• _AIM OF THE TASK_: Give the lines again word for word, beginning with the one containing "Reviewer check: make sure each instance of the dense" and ending with the last line of the material below.

------ THE RECORDS ------

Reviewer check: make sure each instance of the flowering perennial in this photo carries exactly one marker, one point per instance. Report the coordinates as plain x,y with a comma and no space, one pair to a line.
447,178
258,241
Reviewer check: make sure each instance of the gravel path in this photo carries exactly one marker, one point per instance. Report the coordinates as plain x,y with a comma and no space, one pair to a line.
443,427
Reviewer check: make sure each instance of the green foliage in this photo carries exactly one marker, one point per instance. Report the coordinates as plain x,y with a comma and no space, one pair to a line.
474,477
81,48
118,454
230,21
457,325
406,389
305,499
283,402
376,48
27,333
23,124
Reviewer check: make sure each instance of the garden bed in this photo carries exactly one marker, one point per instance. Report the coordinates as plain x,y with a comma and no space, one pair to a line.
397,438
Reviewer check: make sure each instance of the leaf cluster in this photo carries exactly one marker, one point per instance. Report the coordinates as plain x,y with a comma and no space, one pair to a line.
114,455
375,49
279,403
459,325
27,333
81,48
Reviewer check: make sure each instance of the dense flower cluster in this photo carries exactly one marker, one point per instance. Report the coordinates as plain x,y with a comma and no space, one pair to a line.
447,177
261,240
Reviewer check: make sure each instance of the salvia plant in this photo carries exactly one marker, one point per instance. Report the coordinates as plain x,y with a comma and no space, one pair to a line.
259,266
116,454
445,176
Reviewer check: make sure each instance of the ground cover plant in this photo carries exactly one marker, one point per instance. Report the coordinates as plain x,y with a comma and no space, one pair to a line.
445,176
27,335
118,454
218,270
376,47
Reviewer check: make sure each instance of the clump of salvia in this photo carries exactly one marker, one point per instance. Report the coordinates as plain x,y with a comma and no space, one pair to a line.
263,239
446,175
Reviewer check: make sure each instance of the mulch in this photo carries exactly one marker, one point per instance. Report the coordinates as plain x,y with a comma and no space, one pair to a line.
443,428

------

• _EXERCISE RESPONSE_:
Reviewer check: make sure each instance of the dense flower cluster in this photo carries exactly one marker, one point per instance. Report the coordinates as plain x,y with a comma and no space, one pair to a line.
447,177
261,240
Reviewer check: make sure each instance of the salvia plant in this photo carries exactly one marker, one point per instance. Report the coordinates as plain x,y with a comma and no space, one pair to a line.
259,266
116,454
445,176
Reviewer check: make sure each instance of the ground cover plant in this photo carries exactly one marker, one point per instance. Report the coordinates as plain x,y with a comma and no space, one pair to a line.
445,176
27,335
118,454
218,270
376,47
Reviewer check: make sure each instance of the clump of salvia in this photo carries exactly one marker, one point per instance. Report the coordinates as plain x,y with a comma and no space, one pair to a line.
263,239
446,175
Reviewer check: make sure each instance of the mulch in this photo carries exactly one marker, one point per instance. Report the coordinates as plain x,y with a comma and no space, one pair to a line.
443,428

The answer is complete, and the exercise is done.